** TASK INPUTS follows **
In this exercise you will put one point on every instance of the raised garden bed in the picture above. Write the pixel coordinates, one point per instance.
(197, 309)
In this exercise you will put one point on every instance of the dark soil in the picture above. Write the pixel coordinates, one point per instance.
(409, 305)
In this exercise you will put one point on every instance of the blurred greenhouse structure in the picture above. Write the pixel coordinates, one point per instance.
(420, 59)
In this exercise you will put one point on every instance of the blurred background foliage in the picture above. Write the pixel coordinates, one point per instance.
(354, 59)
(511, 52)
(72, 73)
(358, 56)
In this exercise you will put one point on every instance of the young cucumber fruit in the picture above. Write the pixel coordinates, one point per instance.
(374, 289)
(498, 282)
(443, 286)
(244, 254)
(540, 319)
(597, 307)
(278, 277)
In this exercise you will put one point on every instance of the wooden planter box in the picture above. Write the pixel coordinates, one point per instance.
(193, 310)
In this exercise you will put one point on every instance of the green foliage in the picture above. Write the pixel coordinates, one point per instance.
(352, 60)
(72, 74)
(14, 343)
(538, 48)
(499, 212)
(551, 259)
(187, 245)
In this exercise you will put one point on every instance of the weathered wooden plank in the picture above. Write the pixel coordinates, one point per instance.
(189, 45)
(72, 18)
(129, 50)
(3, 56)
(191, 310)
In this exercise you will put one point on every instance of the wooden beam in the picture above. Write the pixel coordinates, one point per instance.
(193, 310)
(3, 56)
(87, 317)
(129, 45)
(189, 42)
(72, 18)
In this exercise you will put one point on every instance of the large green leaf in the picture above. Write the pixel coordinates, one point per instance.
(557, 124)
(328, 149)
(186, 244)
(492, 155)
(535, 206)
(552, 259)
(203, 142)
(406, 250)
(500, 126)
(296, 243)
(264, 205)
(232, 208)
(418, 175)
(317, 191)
** End of TASK INPUTS **
**TASK DETAILS:** Line by line, set the records above down again exactly.

**ANSWER SPACE:**
In this exercise you will put one point on every instance of the raised garden bed in the picture above. Write the pixel coordinates, one point per instance.
(197, 309)
In this exercise you will put one point on every instance of the dark soil in the picture above. Write the pixel coordinates, one point per instance.
(409, 305)
In this exercise you will put one point on every instance of the blurred greenhouse structure in the picture above. Write the pixel coordinates, one point per instance.
(420, 59)
In this exercise you will put one point on every instance of the blurred background foliage in the picture above. Write the pixel coordinates, one point per instance.
(354, 59)
(511, 52)
(72, 73)
(358, 56)
In this exercise you will put one point on every instance of the young cucumber fruit in the picture above. Write the pixel coordinates, one point per instance.
(374, 289)
(498, 282)
(443, 286)
(244, 254)
(540, 319)
(597, 307)
(278, 277)
In this exercise you will put one point on every instance of the wooden planter box in the picture above. Write the pixel coordinates, one point per instance.
(193, 310)
In this exercise you will put one point on every instance of the green foliage in the picture above. Write the pixel coordinates, one point per instance.
(352, 60)
(72, 74)
(14, 343)
(538, 48)
(499, 212)
(551, 259)
(187, 245)
In this exercise you will put one point on every instance of the weathered wooden plank in the picture above. Write the pixel coordinates, one point per instance.
(189, 45)
(72, 18)
(129, 50)
(3, 56)
(191, 310)
In this exercise you will put one point on every instance of the wooden beam in the picture above. Write the pixel coordinates, one point per instance.
(193, 310)
(3, 56)
(87, 317)
(129, 45)
(189, 42)
(72, 18)
In this exercise you will put one point on every instance of the large green leaf in the picture above. Write the pixel coordinates, one point per instance.
(557, 124)
(328, 149)
(186, 244)
(492, 155)
(535, 206)
(552, 259)
(203, 142)
(406, 250)
(500, 126)
(296, 243)
(264, 205)
(232, 208)
(418, 175)
(317, 191)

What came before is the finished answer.